### TO DO
a: In the passage about clean test results after chemotherapy, what term do doctors use when no cancer is found on examination of removed tissue?
b: Continue the passage about clean test results after chemotherapy, starting after its last sentence.

### SUPPLIED PASSAGE
'''
After many rounds of chemotherapy, learning that a laparoscopy found a clear abdomen, that CT and endoscopy show no visible tumor, and that a biopsy of the stomach showed no cancer cells is genuinely good news. But "the tests are clean" and "not a single cancer cell remains in the body" are not the same statement in medicine. Understanding this gap makes it easier to accept why a care team may still recommend surgery such as a gastrectomy even when results look reassuring.

CT and endoscopy detect collections of tumor above a certain size. Cancer cells scattered too finely to see — so-called minimal residual disease — may not appear on imaging. A biopsy is similar: it tells you there was no cancer at the exact spot the instrument touched, not that the entire stomach or the whole peritoneum is clear. For this reason doctors distinguish a clinical response (the tumor disappears on imaging) from a pathologic complete response (no cancer is found when removed tissue is examined). Even when chemotherapy works well and imaging looks clean, small cancer cells are not uncommonly found under the microscope after resection.
'''
### MATERIAL PROVIDED
'''
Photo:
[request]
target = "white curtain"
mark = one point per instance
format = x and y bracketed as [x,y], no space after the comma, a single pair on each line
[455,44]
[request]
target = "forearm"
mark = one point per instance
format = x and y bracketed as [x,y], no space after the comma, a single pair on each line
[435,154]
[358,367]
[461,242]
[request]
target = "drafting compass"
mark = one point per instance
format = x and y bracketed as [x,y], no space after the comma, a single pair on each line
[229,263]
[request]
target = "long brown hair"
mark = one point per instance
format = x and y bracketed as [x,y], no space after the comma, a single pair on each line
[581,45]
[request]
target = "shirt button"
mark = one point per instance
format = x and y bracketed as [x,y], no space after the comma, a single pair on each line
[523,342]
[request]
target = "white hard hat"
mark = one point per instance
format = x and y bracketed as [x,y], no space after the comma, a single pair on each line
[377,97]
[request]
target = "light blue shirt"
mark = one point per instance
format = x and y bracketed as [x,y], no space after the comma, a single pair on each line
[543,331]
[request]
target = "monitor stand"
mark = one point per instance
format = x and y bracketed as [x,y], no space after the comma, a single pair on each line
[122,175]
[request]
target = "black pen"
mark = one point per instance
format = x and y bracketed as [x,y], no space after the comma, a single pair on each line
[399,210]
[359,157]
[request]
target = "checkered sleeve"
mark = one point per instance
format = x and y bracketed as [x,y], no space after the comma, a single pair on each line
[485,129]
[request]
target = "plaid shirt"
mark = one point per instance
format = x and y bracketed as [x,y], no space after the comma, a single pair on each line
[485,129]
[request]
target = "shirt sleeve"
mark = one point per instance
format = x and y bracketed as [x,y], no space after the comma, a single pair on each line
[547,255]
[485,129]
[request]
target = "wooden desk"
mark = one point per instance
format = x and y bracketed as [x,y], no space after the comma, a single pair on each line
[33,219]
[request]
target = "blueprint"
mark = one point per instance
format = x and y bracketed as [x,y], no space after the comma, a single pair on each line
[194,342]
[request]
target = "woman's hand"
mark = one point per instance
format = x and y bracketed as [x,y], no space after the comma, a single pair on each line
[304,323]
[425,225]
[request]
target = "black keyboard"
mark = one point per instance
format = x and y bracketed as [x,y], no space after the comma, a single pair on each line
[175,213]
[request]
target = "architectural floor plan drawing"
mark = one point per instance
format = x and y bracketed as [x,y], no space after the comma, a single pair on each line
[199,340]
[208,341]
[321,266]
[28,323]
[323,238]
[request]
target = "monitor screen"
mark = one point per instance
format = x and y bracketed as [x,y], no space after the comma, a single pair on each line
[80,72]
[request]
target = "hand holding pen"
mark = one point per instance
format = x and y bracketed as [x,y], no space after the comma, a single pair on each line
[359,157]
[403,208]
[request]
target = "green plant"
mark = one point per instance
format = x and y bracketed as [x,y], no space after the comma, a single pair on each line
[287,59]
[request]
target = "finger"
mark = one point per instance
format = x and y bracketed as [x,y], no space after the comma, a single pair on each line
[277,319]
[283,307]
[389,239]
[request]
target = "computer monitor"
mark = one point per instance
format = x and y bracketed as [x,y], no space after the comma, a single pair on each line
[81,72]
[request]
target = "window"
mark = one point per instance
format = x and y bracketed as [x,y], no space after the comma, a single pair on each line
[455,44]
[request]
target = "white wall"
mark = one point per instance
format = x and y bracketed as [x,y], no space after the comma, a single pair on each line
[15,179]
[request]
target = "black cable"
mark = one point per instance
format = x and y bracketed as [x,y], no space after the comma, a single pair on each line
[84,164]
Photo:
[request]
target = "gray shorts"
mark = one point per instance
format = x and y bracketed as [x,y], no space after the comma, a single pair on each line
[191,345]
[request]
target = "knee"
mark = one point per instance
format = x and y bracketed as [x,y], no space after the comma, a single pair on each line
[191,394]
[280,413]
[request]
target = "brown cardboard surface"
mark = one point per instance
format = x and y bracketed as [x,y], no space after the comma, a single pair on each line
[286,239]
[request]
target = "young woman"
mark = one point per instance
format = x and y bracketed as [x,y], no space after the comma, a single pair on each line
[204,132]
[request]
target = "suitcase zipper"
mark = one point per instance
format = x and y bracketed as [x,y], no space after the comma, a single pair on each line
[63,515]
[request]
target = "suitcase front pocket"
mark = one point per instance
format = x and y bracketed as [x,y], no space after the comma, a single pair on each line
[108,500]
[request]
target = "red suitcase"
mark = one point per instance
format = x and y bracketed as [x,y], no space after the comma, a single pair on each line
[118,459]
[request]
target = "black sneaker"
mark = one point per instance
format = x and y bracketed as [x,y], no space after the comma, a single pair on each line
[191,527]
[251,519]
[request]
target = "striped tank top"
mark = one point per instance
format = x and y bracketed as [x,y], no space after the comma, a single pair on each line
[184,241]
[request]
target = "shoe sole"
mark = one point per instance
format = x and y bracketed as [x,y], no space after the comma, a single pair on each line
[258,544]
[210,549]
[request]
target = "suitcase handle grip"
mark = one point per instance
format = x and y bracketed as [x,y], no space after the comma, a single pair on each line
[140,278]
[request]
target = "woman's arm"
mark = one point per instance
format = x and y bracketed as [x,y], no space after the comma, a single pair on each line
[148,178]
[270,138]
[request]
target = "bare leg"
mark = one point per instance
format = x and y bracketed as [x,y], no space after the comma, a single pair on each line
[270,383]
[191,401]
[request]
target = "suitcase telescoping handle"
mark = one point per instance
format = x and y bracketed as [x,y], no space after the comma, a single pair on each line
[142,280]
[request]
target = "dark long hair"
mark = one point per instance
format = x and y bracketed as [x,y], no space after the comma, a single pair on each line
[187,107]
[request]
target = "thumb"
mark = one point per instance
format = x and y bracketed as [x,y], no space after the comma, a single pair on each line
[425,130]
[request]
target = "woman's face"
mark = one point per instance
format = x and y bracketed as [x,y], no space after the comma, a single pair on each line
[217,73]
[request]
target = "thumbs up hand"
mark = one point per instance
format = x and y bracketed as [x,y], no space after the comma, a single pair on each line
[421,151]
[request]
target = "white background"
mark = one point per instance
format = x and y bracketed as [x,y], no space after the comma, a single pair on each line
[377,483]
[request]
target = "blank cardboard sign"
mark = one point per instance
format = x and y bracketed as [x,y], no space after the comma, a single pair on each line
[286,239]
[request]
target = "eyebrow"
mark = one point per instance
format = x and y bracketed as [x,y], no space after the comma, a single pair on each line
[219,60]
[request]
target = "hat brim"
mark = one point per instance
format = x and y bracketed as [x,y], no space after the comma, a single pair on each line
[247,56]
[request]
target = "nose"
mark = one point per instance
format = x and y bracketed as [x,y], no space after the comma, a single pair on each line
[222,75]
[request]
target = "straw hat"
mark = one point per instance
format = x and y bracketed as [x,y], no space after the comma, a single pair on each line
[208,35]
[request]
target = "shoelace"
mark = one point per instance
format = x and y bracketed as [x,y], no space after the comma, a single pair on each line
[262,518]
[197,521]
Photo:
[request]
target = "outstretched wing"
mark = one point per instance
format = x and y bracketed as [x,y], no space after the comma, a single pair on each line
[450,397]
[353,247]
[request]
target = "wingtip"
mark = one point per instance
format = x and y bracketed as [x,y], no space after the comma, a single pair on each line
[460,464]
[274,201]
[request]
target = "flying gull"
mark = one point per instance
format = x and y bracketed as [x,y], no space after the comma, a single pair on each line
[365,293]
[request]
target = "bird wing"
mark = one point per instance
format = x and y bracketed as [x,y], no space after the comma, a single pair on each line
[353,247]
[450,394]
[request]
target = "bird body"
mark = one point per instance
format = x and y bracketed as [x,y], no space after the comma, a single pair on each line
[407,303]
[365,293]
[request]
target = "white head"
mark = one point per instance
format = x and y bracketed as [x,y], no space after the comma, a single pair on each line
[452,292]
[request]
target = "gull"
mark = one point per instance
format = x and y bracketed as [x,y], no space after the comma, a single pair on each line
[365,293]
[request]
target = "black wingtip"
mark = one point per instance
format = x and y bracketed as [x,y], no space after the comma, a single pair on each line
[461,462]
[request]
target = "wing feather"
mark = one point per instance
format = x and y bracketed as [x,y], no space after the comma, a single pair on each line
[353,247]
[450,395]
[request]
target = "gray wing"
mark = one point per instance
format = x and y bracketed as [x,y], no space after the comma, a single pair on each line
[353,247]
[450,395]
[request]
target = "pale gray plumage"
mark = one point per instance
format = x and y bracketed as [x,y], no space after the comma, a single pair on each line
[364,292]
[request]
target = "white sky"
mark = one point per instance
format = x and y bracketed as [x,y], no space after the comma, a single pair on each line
'''
### TASK-BY-TASK RESULTS
a: A pathologic complete response.

b:
This is why surgery is often recommended in advanced gastric cancer. Operating during a "good window" — when chemotherapy has the disease well controlled — to remove the original stomach site and nearby lymph nodes raises the chance of clearing residual cells that imaging cannot see. Examining the removed tissue is also the most reliable way to learn how well the chemotherapy actually worked and to plan what comes next. Choosing to leave things as they are, without surgery, is a careful judgment that weighs age, overall fitness, other illnesses, the state of the peritoneum and other sites, and how the disease has responded so far.

There is no single right answer; it differs from person to person. With your results in hand, it helps to ask your oncology and surgical teams directly why surgery is advised, what you would be accepting if you delay or decline it, and how the benefits and burdens balance in your particular case. Hearing the reasoning that fits you matters more than deciding quickly.

This article is general information and does not replace individual medical care. Please discuss your treatment plan with your own care team.